_Work required_. In the post about the MQTT integration, what is inserted into the topic at the first level?

_Text excerpt_.
--------
1 Week Later
This should be the last retro-active post. The next post will be my “current” status post! Most of the work is the invisible back-end stuff. The UI has made some progress toward where I need it to be but there’s a whole lot of bugs and quirks that need to be sorted out.
I finally have the PAHO MQTT integration working how I want. I’ve tested out sending commands from a separate machine and receiving the subscribed topic/payload on the c# client.
Nothing revolutionary with the UI here. Device name is inserted into the topic at first level. This allows one to take the same config from one machine, change the device name, connect, and have a whole new set of topics so that machine can be controlled separately.
Beyond that you’ve just got the basic broker IP/port and authentication fields. Currently it’s set up to require authentication via username but I do hope to eventually incorporate the ability to use SSL cert instead (I’ll consider a no-authentication setting if someone really needs it but honestly think that’s a terrible idea).
Connect locks the fields so they cannot be edited (assuming it’s able to make a connection). I still don’t have UI set-up to indicate when connection fails - currently it just flickers for a second and then the connect button re-appears. (Obviously fake IP displaying but that is connected to the actual IP, etc.)
Non-UI MQTT Functionality
I’ve built in all the desired media control functionality (vol up, vol dwn, mute, play/pause, stop, track next, track prev). None of this is currently exposed via UI. I’ve just got some test topics that are auto subscribed on connect. Publishing to the topic triggers the event. Currently volume isn’t accepting payload (easy to code but just wanted to isolate and flesh out the mqtt stability).
Everything is surprisingly fast! It makes me question why there is so much latency in off the shelf IOT given that I’m getting so little latency it’s unnoticable from pressing pause on phone to having audio pause on the PC. Started off with simple test publishes and then built a simple media control interface in Home Assistant. Notice the “Show Volume OSD” - currently I can get this to be toggleable for vol up, dwn, and mute but not for play/pause, stop, or track next/prev. Fortunately not showing OSD for volume is really all I wanted to target anyway.
All of these buttons are simply publishing empty payloads to topics such as “COMPUTER-NAME/play” or “COMPUTER-NAME/vol-up” (which will eventually accept a numeric payload from 0-100 as well to allow for something like MAX-VOL buttons using the same topic publish).
Here are some screenshots below to help further clarify what exactly what I mean by not showing the OSD on volume controls. These are actually separate topics (“COMPUTER-NAME/vol-up-osd” vs “COMPUTER-NAME/vol-up” for example). Home Assistant toggle is just changing which topic is being published to.
--------
_Items_.
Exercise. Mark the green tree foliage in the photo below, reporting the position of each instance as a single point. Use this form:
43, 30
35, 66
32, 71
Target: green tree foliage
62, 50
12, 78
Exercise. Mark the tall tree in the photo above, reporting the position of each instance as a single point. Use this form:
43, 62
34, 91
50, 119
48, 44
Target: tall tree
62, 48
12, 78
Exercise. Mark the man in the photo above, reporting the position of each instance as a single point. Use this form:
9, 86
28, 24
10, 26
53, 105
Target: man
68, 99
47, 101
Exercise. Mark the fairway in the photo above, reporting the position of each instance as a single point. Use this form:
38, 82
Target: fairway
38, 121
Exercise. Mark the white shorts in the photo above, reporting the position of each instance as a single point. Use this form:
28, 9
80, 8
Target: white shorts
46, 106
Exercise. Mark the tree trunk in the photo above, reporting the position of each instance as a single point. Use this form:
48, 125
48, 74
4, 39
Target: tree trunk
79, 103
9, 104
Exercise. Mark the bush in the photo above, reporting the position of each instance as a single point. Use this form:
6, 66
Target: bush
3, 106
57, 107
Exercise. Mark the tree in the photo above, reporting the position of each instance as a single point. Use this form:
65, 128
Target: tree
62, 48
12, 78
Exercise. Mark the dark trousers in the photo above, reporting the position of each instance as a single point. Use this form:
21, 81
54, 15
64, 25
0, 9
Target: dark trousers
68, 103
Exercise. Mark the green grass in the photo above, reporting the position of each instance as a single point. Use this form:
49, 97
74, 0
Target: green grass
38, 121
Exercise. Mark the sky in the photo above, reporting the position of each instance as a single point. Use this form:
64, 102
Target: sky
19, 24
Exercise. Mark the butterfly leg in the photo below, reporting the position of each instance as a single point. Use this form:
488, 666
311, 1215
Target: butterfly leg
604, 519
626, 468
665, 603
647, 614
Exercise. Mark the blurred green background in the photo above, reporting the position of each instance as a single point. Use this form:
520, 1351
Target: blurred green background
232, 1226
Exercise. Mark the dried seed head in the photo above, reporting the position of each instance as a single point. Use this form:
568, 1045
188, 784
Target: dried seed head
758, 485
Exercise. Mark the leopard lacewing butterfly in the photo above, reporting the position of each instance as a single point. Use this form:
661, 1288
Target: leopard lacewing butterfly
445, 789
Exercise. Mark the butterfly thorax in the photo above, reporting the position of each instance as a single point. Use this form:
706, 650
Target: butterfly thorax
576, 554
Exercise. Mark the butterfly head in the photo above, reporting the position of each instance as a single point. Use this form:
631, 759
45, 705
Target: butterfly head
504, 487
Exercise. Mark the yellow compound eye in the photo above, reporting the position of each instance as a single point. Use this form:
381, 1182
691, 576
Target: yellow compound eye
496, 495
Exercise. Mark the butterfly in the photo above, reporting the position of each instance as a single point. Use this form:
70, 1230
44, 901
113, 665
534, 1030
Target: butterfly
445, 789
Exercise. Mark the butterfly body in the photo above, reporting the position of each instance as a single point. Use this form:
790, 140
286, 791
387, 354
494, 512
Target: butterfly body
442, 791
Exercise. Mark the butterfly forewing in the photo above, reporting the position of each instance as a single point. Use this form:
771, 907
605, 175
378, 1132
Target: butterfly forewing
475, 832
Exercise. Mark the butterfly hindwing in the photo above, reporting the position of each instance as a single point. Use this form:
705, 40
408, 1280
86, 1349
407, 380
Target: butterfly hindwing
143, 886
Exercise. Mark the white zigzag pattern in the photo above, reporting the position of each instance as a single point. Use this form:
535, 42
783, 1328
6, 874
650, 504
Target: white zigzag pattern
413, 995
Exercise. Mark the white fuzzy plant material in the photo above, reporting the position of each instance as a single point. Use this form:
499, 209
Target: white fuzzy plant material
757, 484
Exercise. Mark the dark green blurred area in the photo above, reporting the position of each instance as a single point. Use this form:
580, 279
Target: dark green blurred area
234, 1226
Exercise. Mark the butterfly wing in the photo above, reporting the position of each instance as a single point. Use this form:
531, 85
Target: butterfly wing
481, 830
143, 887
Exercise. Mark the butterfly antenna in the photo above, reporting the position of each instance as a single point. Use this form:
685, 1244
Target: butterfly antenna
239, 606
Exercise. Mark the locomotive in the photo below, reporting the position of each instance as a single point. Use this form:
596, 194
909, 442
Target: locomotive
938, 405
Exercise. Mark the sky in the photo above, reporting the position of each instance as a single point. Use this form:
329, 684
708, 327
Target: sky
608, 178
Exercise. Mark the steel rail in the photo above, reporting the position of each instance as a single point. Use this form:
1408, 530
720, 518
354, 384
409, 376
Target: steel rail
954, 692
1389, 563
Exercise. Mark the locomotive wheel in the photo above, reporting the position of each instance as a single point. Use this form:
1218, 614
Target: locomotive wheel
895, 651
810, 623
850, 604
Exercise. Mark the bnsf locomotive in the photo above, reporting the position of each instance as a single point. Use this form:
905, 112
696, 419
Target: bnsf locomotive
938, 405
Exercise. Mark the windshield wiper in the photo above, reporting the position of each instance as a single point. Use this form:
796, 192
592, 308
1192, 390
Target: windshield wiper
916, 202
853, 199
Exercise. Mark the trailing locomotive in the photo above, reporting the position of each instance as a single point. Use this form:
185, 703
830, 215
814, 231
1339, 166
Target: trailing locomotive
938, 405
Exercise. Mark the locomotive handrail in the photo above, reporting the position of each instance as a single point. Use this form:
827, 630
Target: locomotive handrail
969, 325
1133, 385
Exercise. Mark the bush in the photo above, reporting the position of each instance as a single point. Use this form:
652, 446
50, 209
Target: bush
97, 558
--------
_Task solution_. The device name.